_Challenge:_ Copy out every line from the one containing "Can you find the black sandal?" through the end of the listing, requests included. Scale each answer coordinate by 1.2 and round it to a whole number with halves rounding up, but leave the sample numbers in the requests as they are.

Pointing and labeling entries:
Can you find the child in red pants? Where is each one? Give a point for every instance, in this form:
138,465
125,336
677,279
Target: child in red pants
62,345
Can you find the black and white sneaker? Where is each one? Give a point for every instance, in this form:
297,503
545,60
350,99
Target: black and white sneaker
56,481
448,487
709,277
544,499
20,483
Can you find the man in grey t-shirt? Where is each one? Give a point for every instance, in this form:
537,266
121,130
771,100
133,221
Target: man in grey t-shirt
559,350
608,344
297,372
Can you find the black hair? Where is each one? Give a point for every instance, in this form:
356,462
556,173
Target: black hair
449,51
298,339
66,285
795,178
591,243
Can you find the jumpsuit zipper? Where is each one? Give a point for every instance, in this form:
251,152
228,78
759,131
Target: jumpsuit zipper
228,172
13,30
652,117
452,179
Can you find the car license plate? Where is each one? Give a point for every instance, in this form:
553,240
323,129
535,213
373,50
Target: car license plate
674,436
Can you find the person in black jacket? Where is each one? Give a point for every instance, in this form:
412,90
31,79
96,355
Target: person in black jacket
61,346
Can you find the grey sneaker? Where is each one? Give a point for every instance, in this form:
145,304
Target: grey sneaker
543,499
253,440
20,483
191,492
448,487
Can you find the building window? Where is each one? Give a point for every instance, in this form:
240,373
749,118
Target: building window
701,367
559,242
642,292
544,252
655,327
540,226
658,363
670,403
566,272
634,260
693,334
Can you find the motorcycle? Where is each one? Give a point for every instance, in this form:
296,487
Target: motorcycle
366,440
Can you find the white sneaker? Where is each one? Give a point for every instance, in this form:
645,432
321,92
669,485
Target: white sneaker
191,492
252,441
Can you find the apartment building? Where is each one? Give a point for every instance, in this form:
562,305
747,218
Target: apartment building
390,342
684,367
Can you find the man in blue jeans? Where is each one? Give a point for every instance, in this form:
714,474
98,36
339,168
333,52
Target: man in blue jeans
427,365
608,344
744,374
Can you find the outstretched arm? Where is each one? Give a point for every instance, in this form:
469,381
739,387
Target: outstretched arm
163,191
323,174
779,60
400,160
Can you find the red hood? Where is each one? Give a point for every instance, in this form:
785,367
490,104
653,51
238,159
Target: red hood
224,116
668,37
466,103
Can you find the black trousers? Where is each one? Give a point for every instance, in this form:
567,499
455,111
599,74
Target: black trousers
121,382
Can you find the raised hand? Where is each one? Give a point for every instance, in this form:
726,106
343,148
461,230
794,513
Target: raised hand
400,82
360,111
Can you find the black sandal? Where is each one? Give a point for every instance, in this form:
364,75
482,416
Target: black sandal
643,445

_Output for this exercise:_
Can you find the black sandal? Where is each one? Give a point for every instance, in this form:
364,75
482,416
Target: black sandal
772,534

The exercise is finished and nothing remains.